» Task details
Reproduce every row below word for word, leaving out the pictures.

(Point labeling rows)
::::
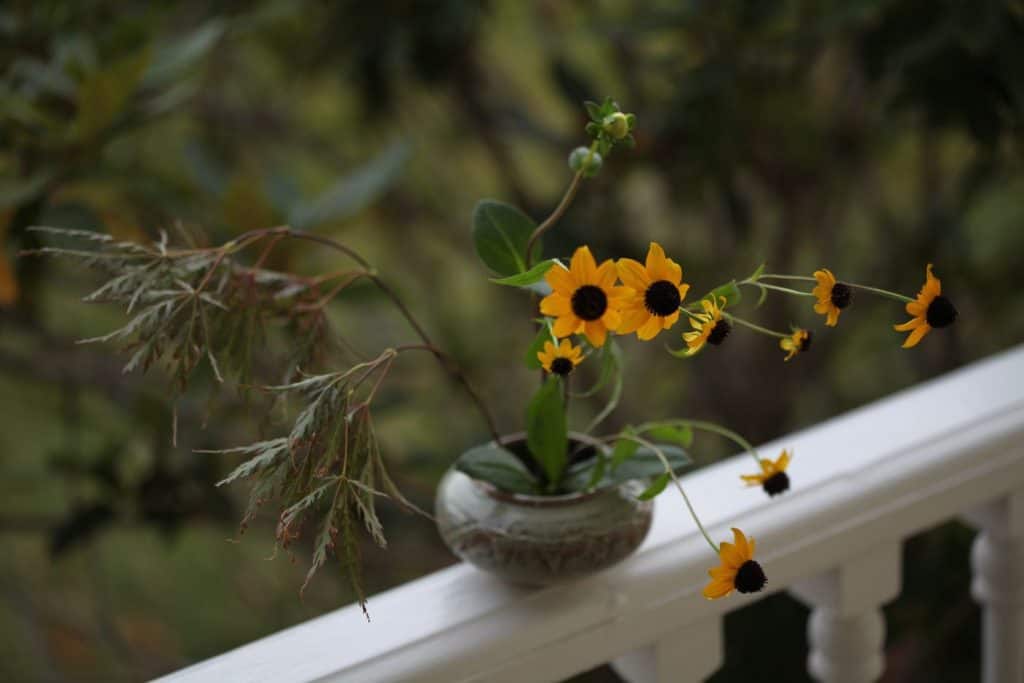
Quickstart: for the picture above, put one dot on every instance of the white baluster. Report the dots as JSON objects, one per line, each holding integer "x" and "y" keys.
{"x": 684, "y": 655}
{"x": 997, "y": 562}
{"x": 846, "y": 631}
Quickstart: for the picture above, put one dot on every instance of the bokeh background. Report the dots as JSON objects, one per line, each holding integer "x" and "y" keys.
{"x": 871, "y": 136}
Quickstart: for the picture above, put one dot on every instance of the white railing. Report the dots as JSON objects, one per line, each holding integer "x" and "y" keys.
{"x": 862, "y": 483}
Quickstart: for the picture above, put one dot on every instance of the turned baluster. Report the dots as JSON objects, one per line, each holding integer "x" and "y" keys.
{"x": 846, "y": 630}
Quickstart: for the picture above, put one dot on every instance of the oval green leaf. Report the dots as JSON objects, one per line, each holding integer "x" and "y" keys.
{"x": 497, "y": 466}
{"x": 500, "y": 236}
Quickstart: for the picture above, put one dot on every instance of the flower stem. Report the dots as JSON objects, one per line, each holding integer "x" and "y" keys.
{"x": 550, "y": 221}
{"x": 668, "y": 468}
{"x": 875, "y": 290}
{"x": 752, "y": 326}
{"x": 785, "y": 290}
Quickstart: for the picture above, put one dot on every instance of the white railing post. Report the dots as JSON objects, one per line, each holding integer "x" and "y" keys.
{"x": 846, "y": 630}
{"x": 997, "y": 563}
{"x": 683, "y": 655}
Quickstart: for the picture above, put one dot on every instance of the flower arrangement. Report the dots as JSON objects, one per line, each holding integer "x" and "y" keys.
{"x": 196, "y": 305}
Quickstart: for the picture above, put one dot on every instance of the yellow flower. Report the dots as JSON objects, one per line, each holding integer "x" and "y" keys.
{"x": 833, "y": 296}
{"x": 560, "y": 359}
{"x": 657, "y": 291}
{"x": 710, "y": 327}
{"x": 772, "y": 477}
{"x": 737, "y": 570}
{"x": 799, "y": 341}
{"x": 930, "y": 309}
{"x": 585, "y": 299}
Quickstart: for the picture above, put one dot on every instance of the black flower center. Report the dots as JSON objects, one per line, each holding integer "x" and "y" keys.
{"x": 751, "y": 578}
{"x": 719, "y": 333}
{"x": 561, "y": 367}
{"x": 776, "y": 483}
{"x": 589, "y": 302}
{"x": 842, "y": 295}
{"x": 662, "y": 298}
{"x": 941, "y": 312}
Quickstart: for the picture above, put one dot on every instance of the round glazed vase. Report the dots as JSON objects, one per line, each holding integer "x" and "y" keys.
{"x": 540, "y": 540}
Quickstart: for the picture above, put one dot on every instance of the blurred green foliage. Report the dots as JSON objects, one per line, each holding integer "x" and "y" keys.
::::
» The output
Quickstart: for the picture above, put one dot on every instance of the white baluster. Report the dots as JSON objects, one per line, each holding integer "x" and "y" keys.
{"x": 684, "y": 655}
{"x": 997, "y": 562}
{"x": 846, "y": 631}
Quickstart: for the picture above, put one dot on every instance of the bokeh background. Report the dots as JSON objects, one per line, each holding integer "x" and "y" keys.
{"x": 871, "y": 136}
Quickstart: for the picture above, put one dot on every instance of the white railing. Report the dots as JSON objects, one per line, each holding integer "x" and "y" keys.
{"x": 862, "y": 483}
Quickstart: for the picture above, put one dot on every instance of the turned baluster. Report the dots as JSON objects, one per line, each holding integer "x" and "y" keys.
{"x": 846, "y": 630}
Quickstart: for the picture above, put one dot on every instance of the oval green leaf. Report the dots as JSON objects, one per line, each holding integer "x" and "y" keys.
{"x": 497, "y": 466}
{"x": 500, "y": 236}
Quickstart: for the picture above, put one dot on every instance of the flower stem. Report the dots as JSON objects, one per line, each holding integer "x" and "y" keys.
{"x": 550, "y": 221}
{"x": 668, "y": 468}
{"x": 875, "y": 290}
{"x": 752, "y": 326}
{"x": 785, "y": 290}
Quickstart: for the picture above, put one dot on every instance of the white railing post. Report the dots as JSON objects, one per line, each holding integer "x" and "y" keys.
{"x": 846, "y": 630}
{"x": 997, "y": 563}
{"x": 683, "y": 655}
Quickstart: for the picture above, put one dot on every instance of the flower arrangement. Report the dots as JSON objects, one per line, each holding integer "x" and "y" keys.
{"x": 196, "y": 305}
Quickstart: for the picture above, put one dot on every instance of the yellow flower. Report the dots as JSON objects, one per line, each holding integer "x" and "y" keys.
{"x": 833, "y": 296}
{"x": 560, "y": 359}
{"x": 657, "y": 291}
{"x": 710, "y": 327}
{"x": 772, "y": 477}
{"x": 737, "y": 570}
{"x": 799, "y": 341}
{"x": 930, "y": 309}
{"x": 585, "y": 299}
Quickstart: for the picture above, put one dot on every instance of the black flower center. Report the dots as JSON objects, one per line, each holding integer "x" and "y" keys.
{"x": 751, "y": 578}
{"x": 719, "y": 333}
{"x": 561, "y": 367}
{"x": 776, "y": 483}
{"x": 589, "y": 302}
{"x": 842, "y": 295}
{"x": 662, "y": 298}
{"x": 941, "y": 312}
Quickstart: for the picture above, put one dot on every instance of the round glazed vase. Report the dots as JSON objects, one per line, each holding integer "x" and "y" keys.
{"x": 540, "y": 540}
Quickstart: for the picture above, put one dot on every instance of the blurred green foliage. Report the dots as JSON objects, one per line, each holding integer "x" and "y" keys.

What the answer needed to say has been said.